● Problem description
Transcribe every line of the records below word for word, leaving out the pictures.

● Entries shown
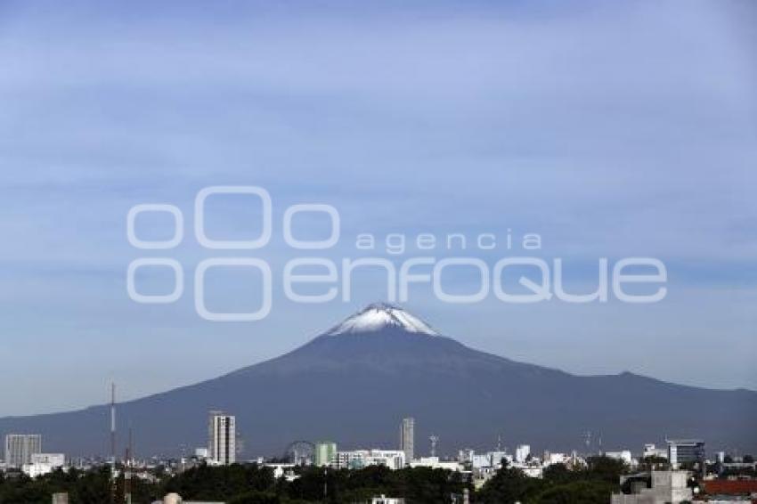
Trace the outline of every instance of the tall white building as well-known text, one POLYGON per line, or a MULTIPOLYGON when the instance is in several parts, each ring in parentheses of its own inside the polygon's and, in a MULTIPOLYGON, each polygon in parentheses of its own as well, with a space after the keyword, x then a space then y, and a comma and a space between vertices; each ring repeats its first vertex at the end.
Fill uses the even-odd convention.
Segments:
POLYGON ((210 411, 208 422, 208 460, 227 466, 237 460, 236 419, 223 411, 210 411))
POLYGON ((31 456, 42 451, 42 435, 9 434, 5 435, 5 464, 21 467, 31 463, 31 456))
POLYGON ((515 449, 516 462, 523 464, 529 455, 531 455, 531 446, 528 444, 518 444, 517 448, 515 449))
POLYGON ((400 450, 405 453, 405 460, 410 463, 414 456, 415 419, 403 419, 400 426, 400 450))

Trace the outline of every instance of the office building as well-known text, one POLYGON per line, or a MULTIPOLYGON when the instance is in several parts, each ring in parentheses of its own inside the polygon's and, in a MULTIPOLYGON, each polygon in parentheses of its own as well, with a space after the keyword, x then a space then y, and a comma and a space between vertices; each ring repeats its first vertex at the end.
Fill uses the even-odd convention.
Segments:
POLYGON ((236 419, 223 411, 210 411, 208 425, 208 461, 222 466, 236 459, 236 419))
POLYGON ((320 441, 315 443, 315 465, 319 467, 332 465, 337 458, 337 443, 320 441))
POLYGON ((515 449, 515 461, 520 464, 525 462, 531 455, 531 446, 528 444, 518 444, 515 449))
POLYGON ((704 460, 704 442, 701 439, 669 439, 667 443, 668 460, 674 467, 704 460))
POLYGON ((9 434, 5 435, 5 465, 20 468, 31 463, 31 456, 42 451, 42 435, 9 434))
POLYGON ((415 419, 403 419, 400 426, 400 450, 404 451, 405 460, 410 463, 414 453, 415 444, 415 419))

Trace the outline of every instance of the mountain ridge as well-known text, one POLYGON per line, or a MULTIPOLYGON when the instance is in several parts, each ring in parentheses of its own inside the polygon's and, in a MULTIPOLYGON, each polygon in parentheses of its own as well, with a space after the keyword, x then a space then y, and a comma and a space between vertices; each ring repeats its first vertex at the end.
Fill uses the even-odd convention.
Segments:
MULTIPOLYGON (((326 331, 279 357, 122 402, 118 429, 132 425, 138 446, 151 454, 175 454, 182 445, 204 445, 207 412, 220 409, 237 416, 247 456, 281 455, 296 439, 394 447, 406 416, 416 419, 419 440, 435 434, 447 454, 491 447, 500 435, 535 449, 568 451, 582 446, 587 430, 603 433, 606 446, 640 449, 675 435, 757 451, 752 391, 680 386, 628 371, 574 375, 480 352, 436 331, 370 325, 348 334, 326 331)), ((95 405, 6 417, 0 434, 22 428, 43 434, 45 451, 107 453, 108 413, 107 405, 95 405)))

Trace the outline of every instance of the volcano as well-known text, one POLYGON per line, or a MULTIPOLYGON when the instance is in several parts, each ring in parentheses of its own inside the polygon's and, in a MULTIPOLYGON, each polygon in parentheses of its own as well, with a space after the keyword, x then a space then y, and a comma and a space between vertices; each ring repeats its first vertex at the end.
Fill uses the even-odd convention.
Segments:
MULTIPOLYGON (((757 393, 711 390, 624 372, 576 376, 465 346, 399 306, 371 305, 281 357, 220 378, 118 405, 141 456, 207 443, 207 414, 236 415, 243 457, 280 456, 296 440, 344 449, 396 447, 415 418, 416 453, 528 443, 583 448, 587 431, 606 449, 640 450, 696 437, 708 450, 757 452, 757 393)), ((0 434, 43 435, 46 451, 108 452, 109 408, 0 419, 0 434)), ((593 447, 597 449, 597 447, 593 447)))

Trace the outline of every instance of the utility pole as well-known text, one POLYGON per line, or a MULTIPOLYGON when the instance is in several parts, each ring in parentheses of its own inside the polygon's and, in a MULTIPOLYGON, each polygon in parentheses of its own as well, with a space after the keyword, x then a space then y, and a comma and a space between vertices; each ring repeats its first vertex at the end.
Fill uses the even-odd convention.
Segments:
POLYGON ((116 504, 116 383, 110 383, 110 502, 116 504))

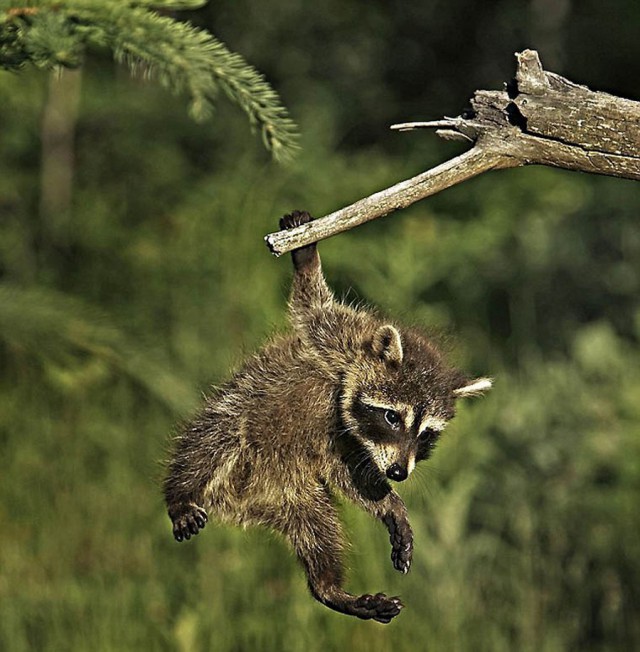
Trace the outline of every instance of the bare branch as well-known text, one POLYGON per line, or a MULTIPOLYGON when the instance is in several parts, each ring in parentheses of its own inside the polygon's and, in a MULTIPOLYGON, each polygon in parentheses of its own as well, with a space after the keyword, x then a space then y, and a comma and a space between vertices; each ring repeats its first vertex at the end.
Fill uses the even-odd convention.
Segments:
POLYGON ((640 102, 545 72, 534 50, 516 57, 515 80, 504 91, 477 91, 472 111, 392 126, 435 128, 442 138, 473 142, 472 149, 326 217, 267 235, 272 253, 341 233, 487 170, 539 164, 640 180, 640 102))
POLYGON ((435 195, 445 188, 471 179, 487 170, 512 165, 511 159, 493 152, 485 152, 482 147, 476 146, 427 172, 365 197, 326 217, 294 229, 270 233, 265 237, 265 241, 273 254, 281 256, 287 251, 347 231, 400 208, 406 208, 419 199, 435 195))

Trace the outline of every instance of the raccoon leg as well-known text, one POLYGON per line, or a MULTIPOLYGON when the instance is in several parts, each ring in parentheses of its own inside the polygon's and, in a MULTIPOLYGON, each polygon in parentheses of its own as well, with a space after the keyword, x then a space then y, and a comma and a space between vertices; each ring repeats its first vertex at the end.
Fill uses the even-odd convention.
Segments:
POLYGON ((413 558, 413 531, 406 518, 398 518, 393 512, 387 512, 382 522, 389 530, 391 542, 391 561, 393 567, 401 573, 408 573, 413 558))
POLYGON ((398 597, 384 593, 355 596, 342 589, 342 532, 335 509, 329 502, 293 505, 283 510, 282 532, 293 544, 306 572, 313 597, 327 607, 363 620, 388 623, 400 613, 398 597))
POLYGON ((385 485, 386 493, 382 497, 374 498, 363 495, 365 489, 358 489, 349 479, 338 480, 338 486, 347 498, 386 525, 391 542, 393 567, 401 573, 408 573, 413 557, 413 531, 402 498, 389 485, 385 485))
MULTIPOLYGON (((313 218, 306 211, 293 211, 280 219, 280 229, 293 229, 312 220, 313 218)), ((296 271, 290 298, 291 312, 294 316, 302 315, 308 310, 330 308, 334 303, 333 293, 322 274, 316 243, 294 249, 291 258, 296 271)))

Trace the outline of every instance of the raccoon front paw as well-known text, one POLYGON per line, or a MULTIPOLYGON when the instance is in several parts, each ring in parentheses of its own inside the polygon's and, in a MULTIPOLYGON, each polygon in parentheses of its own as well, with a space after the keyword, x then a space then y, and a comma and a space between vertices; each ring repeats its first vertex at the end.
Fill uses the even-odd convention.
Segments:
POLYGON ((386 625, 403 607, 398 596, 388 598, 384 593, 365 594, 353 601, 350 612, 363 620, 373 619, 386 625))
POLYGON ((190 539, 204 529, 207 524, 207 512, 194 503, 181 504, 169 510, 169 517, 173 521, 173 536, 176 541, 190 539))
MULTIPOLYGON (((307 213, 307 211, 293 211, 292 213, 283 215, 280 218, 280 230, 286 231, 287 229, 293 229, 296 226, 308 224, 312 220, 313 218, 309 213, 307 213)), ((299 272, 312 269, 314 267, 314 262, 319 260, 316 254, 316 243, 313 242, 310 245, 294 249, 291 252, 291 257, 295 269, 299 272)))
POLYGON ((286 231, 287 229, 293 229, 296 226, 307 224, 312 220, 313 218, 309 213, 307 213, 307 211, 293 211, 280 218, 280 230, 286 231))
POLYGON ((411 559, 413 558, 413 532, 411 526, 408 521, 396 521, 392 516, 385 518, 385 524, 389 529, 393 567, 406 574, 411 568, 411 559))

● Solution below
Trace the outline of every instance of the tall white building as well-known text, one POLYGON per line, or a MULTIPOLYGON when the instance is in several parts, each ring in parentheses of its own inside the polygon's and, in a MULTIPOLYGON, each polygon in parentheses of its own as well, with a space after the keyword, x then a space then y, and a comma and a space between vertices; each ring repeats its first vertex at the end.
Fill uses the even-odd convention.
Segments:
POLYGON ((210 411, 208 422, 208 460, 227 466, 237 460, 236 419, 223 411, 210 411))
POLYGON ((31 456, 42 451, 42 435, 9 434, 5 435, 5 464, 21 467, 31 463, 31 456))
POLYGON ((515 449, 516 462, 523 464, 529 455, 531 455, 531 446, 528 444, 518 444, 517 448, 515 449))
POLYGON ((400 450, 405 453, 405 460, 410 463, 414 456, 415 419, 403 419, 400 426, 400 450))

Trace the outline of every instance of the office building as well-known text, one POLYGON per line, or a MULTIPOLYGON when the instance is in several parts, each ring in parentheses of its own inside the polygon's and, in a MULTIPOLYGON, each polygon in parentheses of its own as well, with a space after the keyword, x then a space then y, and a comma and a space between vertices; each ring repeats its first vertex at the end.
Fill uses the even-odd convention.
Segments:
POLYGON ((236 419, 223 411, 210 411, 208 425, 208 461, 222 466, 236 459, 236 419))
POLYGON ((320 441, 315 443, 315 465, 319 467, 332 465, 337 458, 337 443, 320 441))
POLYGON ((515 449, 515 461, 520 464, 525 462, 531 455, 531 446, 528 444, 518 444, 515 449))
POLYGON ((704 460, 704 442, 701 439, 669 439, 667 443, 668 460, 674 467, 704 460))
POLYGON ((9 434, 5 435, 5 465, 20 468, 31 463, 31 456, 42 451, 42 435, 9 434))
POLYGON ((415 419, 403 419, 400 426, 400 450, 404 451, 405 460, 410 463, 414 453, 415 444, 415 419))

Trace the outline of every instance of the mountain ridge as well-known text, one POLYGON per line, or a MULTIPOLYGON when the instance is in several parts, each ring in parentheses of its own inside the polygon's and, in a MULTIPOLYGON, each polygon in parentheses of its own as well, with a space after the keyword, x then a space then y, and a comma and a space between vertices; each ring repeats its first vertex at the end.
Fill uses the even-odd convention.
Segments:
MULTIPOLYGON (((326 331, 279 357, 122 402, 118 429, 132 425, 138 446, 151 454, 175 454, 182 445, 204 445, 207 412, 220 409, 237 416, 247 456, 281 455, 296 439, 394 447, 406 416, 416 419, 419 440, 435 434, 447 454, 491 447, 500 435, 535 449, 568 451, 582 446, 587 430, 603 433, 606 446, 640 449, 675 435, 757 451, 752 391, 680 386, 628 371, 574 375, 480 352, 436 331, 370 325, 348 334, 326 331)), ((95 405, 6 417, 0 434, 22 428, 43 434, 45 451, 107 453, 108 413, 107 405, 95 405)))

Trace the outline of every instance of the volcano as well-known text, one POLYGON per line, or a MULTIPOLYGON when the instance is in several parts, each ring in parentheses of its own inside the polygon's and, in a MULTIPOLYGON, each polygon in parentheses of its own as well, with a space after the keyword, x then a space then y, and a comma and a space between vertices; each ring repeats its first vertex at the end.
Fill uses the even-odd convention.
Segments:
MULTIPOLYGON (((757 393, 711 390, 624 372, 576 376, 465 346, 399 306, 371 305, 281 357, 220 378, 118 405, 141 456, 207 443, 207 414, 236 415, 243 457, 280 456, 296 440, 344 449, 396 447, 415 418, 416 453, 528 443, 583 448, 587 431, 606 449, 640 450, 696 437, 708 450, 757 452, 757 393)), ((0 434, 43 435, 46 451, 108 452, 109 408, 0 419, 0 434)), ((593 447, 597 449, 597 447, 593 447)))

Trace the outline of every instance of the utility pole as well-known text, one POLYGON per line, or a MULTIPOLYGON when the instance is in several parts, each ring in parentheses of its own inside the polygon's and, in a MULTIPOLYGON, each polygon in parentheses of its own as well, with a space after the keyword, x then a space then y, and a comma and a space between vertices; each ring repeats its first vertex at the end.
Fill uses the even-odd convention.
Segments:
POLYGON ((116 504, 116 383, 110 383, 110 502, 116 504))

Trace the outline of every instance of the bare branch as well-known text, one POLYGON per line, or a MULTIPOLYGON when the instance is in several parts, each ring in parentheses of its own inside the polygon's and, in a MULTIPOLYGON, each polygon in parentheses of its own as well, with a space after the keyword, x then a space then y, and a comma and a space between vertices; each ring repeats its first vertex at the end.
Fill uses the even-odd convention.
Segments:
POLYGON ((640 102, 545 72, 534 50, 516 57, 515 80, 504 91, 477 91, 472 111, 392 126, 435 128, 442 138, 473 142, 472 149, 326 217, 267 235, 272 253, 341 233, 487 170, 539 164, 640 180, 640 102))
POLYGON ((435 195, 445 188, 471 179, 487 170, 512 165, 511 159, 493 152, 485 152, 482 147, 476 146, 427 172, 365 197, 326 217, 294 229, 270 233, 265 237, 265 241, 273 254, 281 256, 287 251, 347 231, 400 208, 406 208, 419 199, 435 195))

Trace the outline of every instance of the raccoon leg as well-known text, one POLYGON per line, or a MULTIPOLYGON when the instance is in several parts, each ring in parentheses of its own inside the polygon's and, in a MULTIPOLYGON, each polygon in parentheses of its own as well, with a space after the keyword, x then a space then y, and a comma and a space between vertices; each ring repeats its first vertex at the end.
Fill uses the even-odd convention.
Segments:
POLYGON ((413 558, 413 531, 406 518, 398 518, 393 512, 387 512, 382 522, 389 530, 391 542, 391 561, 393 567, 401 573, 408 573, 413 558))
POLYGON ((398 597, 384 593, 355 596, 342 589, 342 532, 335 509, 329 502, 293 505, 283 510, 282 532, 293 544, 306 572, 313 597, 327 607, 363 620, 388 623, 400 613, 398 597))
POLYGON ((385 485, 386 493, 382 497, 374 498, 363 495, 365 489, 358 489, 349 479, 338 480, 338 486, 347 498, 386 525, 391 542, 393 567, 401 573, 408 573, 413 557, 413 531, 402 498, 389 485, 385 485))
MULTIPOLYGON (((313 218, 306 211, 293 211, 280 219, 280 229, 293 229, 312 220, 313 218)), ((296 271, 290 298, 291 312, 294 316, 302 315, 308 310, 330 308, 334 303, 333 293, 322 274, 316 243, 294 249, 291 258, 296 271)))

Trace the outline of every instance of the raccoon front paw as well-known text, one POLYGON per line, or a MULTIPOLYGON when the instance is in several parts, each ring in parentheses of its own inside the polygon's and, in a MULTIPOLYGON, each polygon in parentheses of its own as well, with a space after the keyword, x then a space then y, and a comma and a space between vertices; each ring repeats its first vertex at the end.
Fill uses the even-odd convention.
Segments:
POLYGON ((386 625, 403 607, 398 596, 388 598, 384 593, 365 594, 353 601, 350 612, 363 620, 373 619, 386 625))
POLYGON ((190 539, 204 529, 207 524, 207 512, 194 503, 181 504, 169 510, 169 517, 173 521, 173 536, 176 541, 190 539))
MULTIPOLYGON (((307 213, 307 211, 293 211, 292 213, 283 215, 280 218, 280 230, 286 231, 287 229, 293 229, 296 226, 308 224, 312 220, 313 218, 309 213, 307 213)), ((299 272, 312 269, 314 267, 314 262, 319 260, 316 254, 316 243, 313 242, 310 245, 294 249, 291 252, 291 257, 295 269, 299 272)))
POLYGON ((286 231, 287 229, 293 229, 296 226, 307 224, 312 220, 313 218, 309 213, 307 213, 307 211, 293 211, 280 218, 280 230, 286 231))
POLYGON ((411 559, 413 558, 413 532, 411 526, 408 521, 396 521, 392 516, 385 518, 385 524, 389 529, 393 567, 406 574, 411 568, 411 559))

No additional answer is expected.